◆ What you are asked to do
Would you please restate every record exactly as written?

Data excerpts
··········
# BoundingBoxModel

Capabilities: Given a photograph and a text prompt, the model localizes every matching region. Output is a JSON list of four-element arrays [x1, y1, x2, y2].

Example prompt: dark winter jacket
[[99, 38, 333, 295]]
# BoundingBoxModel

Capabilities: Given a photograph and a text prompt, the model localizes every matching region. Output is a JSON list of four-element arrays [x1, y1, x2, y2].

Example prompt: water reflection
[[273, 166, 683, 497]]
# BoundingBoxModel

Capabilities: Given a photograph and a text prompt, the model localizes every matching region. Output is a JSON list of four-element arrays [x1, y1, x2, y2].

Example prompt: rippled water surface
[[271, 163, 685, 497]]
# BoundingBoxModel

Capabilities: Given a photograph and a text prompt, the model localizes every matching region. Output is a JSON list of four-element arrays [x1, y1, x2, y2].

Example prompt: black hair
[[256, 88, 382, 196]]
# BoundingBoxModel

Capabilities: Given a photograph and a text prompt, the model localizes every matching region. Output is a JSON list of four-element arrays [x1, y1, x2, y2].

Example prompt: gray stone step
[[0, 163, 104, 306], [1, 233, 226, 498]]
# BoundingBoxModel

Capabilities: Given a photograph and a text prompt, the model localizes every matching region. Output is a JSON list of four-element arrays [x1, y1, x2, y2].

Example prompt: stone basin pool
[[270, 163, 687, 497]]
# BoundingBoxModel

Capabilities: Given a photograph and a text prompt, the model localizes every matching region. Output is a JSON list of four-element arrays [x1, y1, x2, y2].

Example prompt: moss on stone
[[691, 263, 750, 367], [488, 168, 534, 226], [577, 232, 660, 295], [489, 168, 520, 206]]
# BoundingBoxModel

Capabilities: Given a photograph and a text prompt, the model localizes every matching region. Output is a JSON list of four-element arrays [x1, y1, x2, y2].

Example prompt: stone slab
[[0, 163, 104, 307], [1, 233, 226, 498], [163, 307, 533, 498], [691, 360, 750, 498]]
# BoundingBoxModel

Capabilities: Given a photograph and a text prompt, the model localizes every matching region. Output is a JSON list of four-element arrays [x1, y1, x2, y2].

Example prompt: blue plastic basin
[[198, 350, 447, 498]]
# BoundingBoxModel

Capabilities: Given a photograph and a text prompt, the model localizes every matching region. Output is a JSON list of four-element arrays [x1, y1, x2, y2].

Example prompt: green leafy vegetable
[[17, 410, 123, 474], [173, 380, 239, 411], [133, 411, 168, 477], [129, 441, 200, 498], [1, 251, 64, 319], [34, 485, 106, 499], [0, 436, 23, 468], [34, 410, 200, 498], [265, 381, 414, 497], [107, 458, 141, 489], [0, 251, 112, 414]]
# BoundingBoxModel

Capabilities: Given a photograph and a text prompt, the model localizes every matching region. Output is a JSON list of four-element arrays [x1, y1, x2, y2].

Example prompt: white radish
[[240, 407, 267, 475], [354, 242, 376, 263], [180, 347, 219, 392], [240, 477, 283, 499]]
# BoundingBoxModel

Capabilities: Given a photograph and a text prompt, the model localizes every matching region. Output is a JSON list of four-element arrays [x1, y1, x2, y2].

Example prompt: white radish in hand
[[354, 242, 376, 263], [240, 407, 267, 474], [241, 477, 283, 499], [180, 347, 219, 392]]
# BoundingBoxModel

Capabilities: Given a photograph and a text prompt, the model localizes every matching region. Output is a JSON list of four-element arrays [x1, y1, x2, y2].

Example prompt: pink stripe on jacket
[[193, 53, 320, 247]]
··········
◆ Result of this exercise
# BoundingBoxModel

Capabilities: Given a photograph and a text prompt, the model localizes every matching region. Output is a JSON list of four-element arrays [x1, y1, x2, y2].

Example prompt: dark winter jacket
[[99, 38, 333, 295]]
# BoundingBoxModel

Capabilities: Given a photograph and a text prompt, the model localizes every matching region. Output is a JSON list of four-element arrays [x1, y1, x2, y2].

Example prompt: water reflection
[[273, 166, 683, 497]]
# BoundingBoxModel

Capabilities: Given a photograph and a text prompt, the model localizes every matching region. Output is a JSON list of four-element arrays [x1, y1, x2, y2].

Example prompt: rippled water surface
[[271, 163, 685, 497]]
# BoundingBoxModel

Capabilities: Given a photograph and a text prompt, the model localizes every matching region. Output is a JSON list of four-element arrays [x1, y1, x2, y2].

Example prompt: black hair
[[256, 88, 382, 196]]
# BoundingBoxModel

Capabilities: Given a photograph and a text prompt, the model localizes every matching region. Output is a JSON list of four-element arrays [x1, y1, x2, y2].

Example prompt: gray stone step
[[0, 163, 104, 306], [1, 233, 226, 498]]
# BoundingBoxModel

Capabilities: Given a photograph and a text prompt, the model localizes every matching region. Output is a JSON list of four-element arrays [x1, y1, x2, y2].

Example prompt: stone basin pool
[[270, 163, 687, 497]]
# BoundingBoxModel

Capabilities: Given a photograph and a text prompt, the model localizes every matching region. Output is a JSON list of four-element arrays [x1, y1, x2, y2].

Example prompt: moss on stone
[[691, 263, 750, 367], [488, 168, 534, 226], [577, 232, 660, 295], [489, 168, 520, 206]]
# BoundingBoxModel

Capabilities: Given a photograph and a text prompt, the model localizes every matching region. Output is a JSON list of four-element arrays [x1, y1, x2, y2].

Example prompt: stone slab
[[0, 163, 104, 307], [1, 233, 226, 498], [163, 307, 533, 498], [691, 360, 750, 498]]
# BoundingBoxModel

Capabilities: Given a photograph and a text prompt, the model localizes every matching region. Output is a JSON list of four-element arrays [x1, y1, x2, y2].

Example prompt: blue plastic basin
[[198, 350, 447, 498]]
# BoundingBoxModel

Capabilities: Given a photograph and a text prompt, the model localizes every matching region. Output is a JSON list of four-element arrays [x1, y1, x2, y2].

Example prompt: green leafy vegetable
[[17, 410, 123, 474], [173, 380, 239, 411], [133, 411, 168, 477], [129, 441, 200, 498], [1, 251, 64, 319], [34, 485, 106, 499], [0, 436, 23, 468], [34, 410, 200, 498], [265, 381, 414, 497], [107, 458, 141, 489], [0, 251, 112, 414]]
# BoundingBoxModel

Capabilities: Given a photograph and a text prompt, the model localizes every matching region. Output is a JSON list of four-element arrays [x1, y1, x2, y2].

Example prompt: white radish
[[240, 407, 267, 475], [354, 242, 376, 263], [180, 347, 219, 392], [240, 477, 283, 499]]
# BoundingBoxModel

Capabilities: Given a photograph and a text prompt, the model localizes every matching region. Output is a JSON list of four-element arrays [x1, y1, x2, y2].

Example prompt: white radish in hand
[[354, 242, 376, 263], [240, 407, 267, 474], [241, 477, 283, 499], [180, 347, 219, 392]]
# BoundingBoxModel

Capabilities: Given a photograph and a text prompt, the model localizes every matching region. Output is a JSON list of four-element arrays [x1, y1, x2, y2].

Example prompt: pink stripe on jacket
[[193, 53, 320, 247]]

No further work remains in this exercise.